▶ [Directions]:
With the records below as input, work out how many lines include the word "woman". Give only the number.

▶ [Dataset]:
################

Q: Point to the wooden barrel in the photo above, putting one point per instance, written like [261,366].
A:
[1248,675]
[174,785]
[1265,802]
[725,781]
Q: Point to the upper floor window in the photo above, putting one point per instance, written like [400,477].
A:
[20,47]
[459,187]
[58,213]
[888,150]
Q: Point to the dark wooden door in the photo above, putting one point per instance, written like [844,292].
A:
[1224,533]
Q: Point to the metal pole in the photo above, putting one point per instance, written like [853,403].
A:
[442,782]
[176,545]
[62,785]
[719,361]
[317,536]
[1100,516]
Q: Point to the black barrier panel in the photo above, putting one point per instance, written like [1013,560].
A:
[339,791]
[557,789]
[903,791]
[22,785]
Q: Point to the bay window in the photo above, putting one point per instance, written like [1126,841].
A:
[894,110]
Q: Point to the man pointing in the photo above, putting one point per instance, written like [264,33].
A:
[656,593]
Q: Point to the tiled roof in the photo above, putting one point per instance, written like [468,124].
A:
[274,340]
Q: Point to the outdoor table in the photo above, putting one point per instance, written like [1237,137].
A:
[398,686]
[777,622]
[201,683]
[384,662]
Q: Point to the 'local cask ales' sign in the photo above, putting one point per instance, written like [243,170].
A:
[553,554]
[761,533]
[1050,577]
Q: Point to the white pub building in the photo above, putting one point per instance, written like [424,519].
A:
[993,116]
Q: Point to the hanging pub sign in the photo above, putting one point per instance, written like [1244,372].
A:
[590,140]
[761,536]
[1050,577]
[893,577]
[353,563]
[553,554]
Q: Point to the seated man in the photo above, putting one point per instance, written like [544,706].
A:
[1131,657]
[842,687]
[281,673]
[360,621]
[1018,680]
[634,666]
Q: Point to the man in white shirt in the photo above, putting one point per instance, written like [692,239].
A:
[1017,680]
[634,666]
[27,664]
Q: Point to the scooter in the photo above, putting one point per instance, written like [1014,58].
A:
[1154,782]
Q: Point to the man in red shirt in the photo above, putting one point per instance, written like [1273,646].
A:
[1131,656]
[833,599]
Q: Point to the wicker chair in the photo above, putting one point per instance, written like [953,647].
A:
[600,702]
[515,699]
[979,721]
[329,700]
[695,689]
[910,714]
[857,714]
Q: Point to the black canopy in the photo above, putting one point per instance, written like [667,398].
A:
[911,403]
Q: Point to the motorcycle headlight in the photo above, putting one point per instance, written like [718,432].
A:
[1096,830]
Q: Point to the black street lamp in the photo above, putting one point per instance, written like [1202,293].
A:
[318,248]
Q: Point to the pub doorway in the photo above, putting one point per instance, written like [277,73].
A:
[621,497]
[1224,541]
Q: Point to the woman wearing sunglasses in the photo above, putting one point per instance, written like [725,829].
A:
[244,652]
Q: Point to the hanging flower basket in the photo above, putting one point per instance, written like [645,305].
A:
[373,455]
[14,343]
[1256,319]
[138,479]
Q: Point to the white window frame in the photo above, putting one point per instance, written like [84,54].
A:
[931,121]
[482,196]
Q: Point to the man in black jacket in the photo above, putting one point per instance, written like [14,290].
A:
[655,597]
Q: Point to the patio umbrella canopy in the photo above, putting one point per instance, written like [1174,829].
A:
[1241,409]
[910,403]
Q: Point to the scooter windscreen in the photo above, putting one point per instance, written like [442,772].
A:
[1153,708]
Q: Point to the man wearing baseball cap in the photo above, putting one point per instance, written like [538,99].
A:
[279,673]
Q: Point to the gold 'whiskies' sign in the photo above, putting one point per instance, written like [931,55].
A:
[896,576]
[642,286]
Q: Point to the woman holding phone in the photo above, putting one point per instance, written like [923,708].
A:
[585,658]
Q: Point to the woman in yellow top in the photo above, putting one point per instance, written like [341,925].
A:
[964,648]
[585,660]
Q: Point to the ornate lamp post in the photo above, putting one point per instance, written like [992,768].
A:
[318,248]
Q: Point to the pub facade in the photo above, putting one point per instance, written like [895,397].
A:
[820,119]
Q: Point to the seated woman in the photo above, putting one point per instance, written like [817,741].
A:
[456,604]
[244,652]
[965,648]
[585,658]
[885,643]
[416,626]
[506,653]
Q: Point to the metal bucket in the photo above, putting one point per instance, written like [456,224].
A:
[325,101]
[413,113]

################

▶ [Solution below]:
4